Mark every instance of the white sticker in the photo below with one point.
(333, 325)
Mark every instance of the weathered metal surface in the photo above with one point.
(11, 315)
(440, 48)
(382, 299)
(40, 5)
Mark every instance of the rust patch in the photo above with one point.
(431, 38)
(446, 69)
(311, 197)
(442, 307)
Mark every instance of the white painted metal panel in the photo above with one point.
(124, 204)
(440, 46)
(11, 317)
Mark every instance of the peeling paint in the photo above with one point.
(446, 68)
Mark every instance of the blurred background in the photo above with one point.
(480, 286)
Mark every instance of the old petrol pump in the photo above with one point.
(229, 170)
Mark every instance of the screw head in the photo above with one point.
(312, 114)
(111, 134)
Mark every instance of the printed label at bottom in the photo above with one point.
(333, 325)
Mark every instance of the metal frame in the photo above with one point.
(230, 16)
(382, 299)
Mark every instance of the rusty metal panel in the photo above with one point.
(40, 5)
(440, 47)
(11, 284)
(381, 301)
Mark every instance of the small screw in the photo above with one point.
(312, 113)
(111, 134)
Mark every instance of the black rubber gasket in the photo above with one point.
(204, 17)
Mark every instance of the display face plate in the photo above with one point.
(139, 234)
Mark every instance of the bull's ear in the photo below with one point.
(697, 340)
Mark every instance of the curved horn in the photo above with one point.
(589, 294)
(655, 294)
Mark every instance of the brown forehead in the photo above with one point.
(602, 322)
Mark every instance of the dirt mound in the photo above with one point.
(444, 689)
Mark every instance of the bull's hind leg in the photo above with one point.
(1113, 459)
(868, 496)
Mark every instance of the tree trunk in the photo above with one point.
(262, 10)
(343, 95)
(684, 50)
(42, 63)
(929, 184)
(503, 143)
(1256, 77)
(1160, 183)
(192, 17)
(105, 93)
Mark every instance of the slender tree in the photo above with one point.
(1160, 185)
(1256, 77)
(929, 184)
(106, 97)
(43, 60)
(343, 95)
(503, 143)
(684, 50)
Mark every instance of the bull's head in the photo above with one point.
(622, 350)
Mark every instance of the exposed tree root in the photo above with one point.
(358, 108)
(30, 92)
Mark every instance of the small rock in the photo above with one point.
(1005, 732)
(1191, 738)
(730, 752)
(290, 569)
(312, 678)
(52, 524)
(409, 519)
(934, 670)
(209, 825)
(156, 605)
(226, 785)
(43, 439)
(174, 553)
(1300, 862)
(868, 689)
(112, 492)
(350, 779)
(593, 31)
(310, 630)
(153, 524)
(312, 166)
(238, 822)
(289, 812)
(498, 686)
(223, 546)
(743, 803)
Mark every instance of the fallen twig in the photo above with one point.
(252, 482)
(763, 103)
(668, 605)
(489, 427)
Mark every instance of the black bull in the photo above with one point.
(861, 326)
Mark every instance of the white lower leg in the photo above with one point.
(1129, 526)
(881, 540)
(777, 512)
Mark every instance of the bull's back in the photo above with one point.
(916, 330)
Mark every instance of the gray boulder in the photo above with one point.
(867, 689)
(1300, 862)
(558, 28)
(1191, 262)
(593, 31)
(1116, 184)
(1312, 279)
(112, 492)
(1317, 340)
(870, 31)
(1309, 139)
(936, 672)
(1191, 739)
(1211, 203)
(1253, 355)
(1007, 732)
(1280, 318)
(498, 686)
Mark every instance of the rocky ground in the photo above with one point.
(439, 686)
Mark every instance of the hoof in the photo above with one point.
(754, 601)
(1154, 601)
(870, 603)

------------------------------------

**EXERCISE BRIEF:** Go through the records above and set each one down exactly, please.

**RESULT OF THIS TASK:**
Mark every instance of the white sticker in the photo below with one point.
(333, 325)
Mark every instance of the weathered metal surface in the photo above with one point.
(11, 315)
(440, 48)
(382, 299)
(40, 5)
Mark every instance of the rust patch in the photo above with one point.
(431, 38)
(446, 69)
(311, 197)
(442, 307)
Mark every instance of the white painted metal panel in the photo above with one point.
(124, 204)
(440, 46)
(11, 317)
Mark every instance of the peeling paint in the photo above with one point.
(446, 68)
Mark every instance of the blurred background in the photo above with one point.
(480, 286)
Mark every instance of the old petrol pump in the photo above with one point.
(229, 170)
Mark every instance of the screw head in the photo above with one point.
(312, 114)
(111, 134)
Mark every instance of the printed label at bottom in the photo above with one point.
(333, 325)
Mark every instance of the metal frame in the photo above with one point.
(230, 16)
(382, 299)
Mark every instance of the rusty metal panel in the photo above with one point.
(40, 5)
(440, 47)
(11, 284)
(381, 301)
Mark every instance of the small screw in the photo above with one point.
(312, 113)
(111, 134)
Mark every instance of the black rubber gasket in the photo above with one point.
(204, 17)
Mark every instance of the display face plate in the photo above with one point.
(139, 234)
Mark every instance of the bull's ear in the photo below with one point.
(697, 340)
Mark every instance of the curved horn in the photo above with one point.
(589, 294)
(655, 294)
Mark every instance of the brown forehead in the photo above with one point.
(602, 322)
Mark every instance of the dirt mound in the photo above with one point.
(444, 689)
Mark every instance of the bull's hind leg in the photo above with one point.
(1113, 459)
(868, 496)
Mark every instance of the tree trunk in the photo above with one point.
(262, 10)
(343, 95)
(684, 50)
(42, 63)
(929, 184)
(503, 143)
(1256, 77)
(1160, 183)
(192, 17)
(105, 93)
Mark every instance of the slender tree in the photo above with one point.
(1160, 185)
(1256, 77)
(929, 184)
(106, 97)
(43, 60)
(343, 95)
(503, 143)
(684, 50)
Mark every instance of the bull's head in the photo above with one point.
(622, 350)
Mark every instance of the exposed tree root in the photo above with one point.
(358, 108)
(30, 92)
Mark every instance of the small rock in the photo above with one point.
(1005, 732)
(1191, 738)
(730, 752)
(290, 569)
(312, 678)
(52, 524)
(409, 519)
(934, 670)
(209, 825)
(156, 605)
(226, 785)
(43, 439)
(174, 553)
(1300, 862)
(868, 689)
(112, 492)
(350, 779)
(593, 31)
(310, 630)
(153, 524)
(312, 166)
(238, 822)
(289, 812)
(498, 686)
(223, 546)
(743, 803)
Mark every instance of the fallen twig in the photo above with one point.
(252, 482)
(763, 103)
(668, 605)
(489, 427)
Mark every instance of the black bull in the photo above with one point.
(861, 326)
Mark every instance of the white lower leg in the photo above with one point.
(1129, 526)
(881, 540)
(777, 512)
Mark every instance of the bull's back in the photo above with one point.
(916, 330)
Mark every instance of the gray boulder in the photo above with one point.
(867, 689)
(1300, 862)
(558, 28)
(1191, 262)
(593, 31)
(1116, 184)
(1312, 279)
(112, 492)
(1317, 340)
(870, 31)
(1309, 139)
(936, 672)
(1191, 739)
(1211, 203)
(1253, 355)
(1007, 732)
(1280, 318)
(498, 686)
Mark every instance of the rocky ground in the photo above with one point.
(439, 686)
Mark every instance of the hoof in the photo above with one point.
(754, 601)
(1154, 601)
(870, 603)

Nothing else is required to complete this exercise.